- Your task
Rescale the items below by writing out every line again, requests included, with each coordinate in the answers multiplied by 0.85 and rounded to the nearest whole number, halves going up. Leave the requests themselves unchanged.

Point annotation items
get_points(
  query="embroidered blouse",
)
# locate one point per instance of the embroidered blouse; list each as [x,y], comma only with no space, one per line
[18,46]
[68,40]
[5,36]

- Correct output
get_points(
  query="embroidered blouse",
)
# locate one point per instance of the embroidered blouse; list each as [x,y], comma only with no space, one per line
[15,39]
[58,34]
[4,31]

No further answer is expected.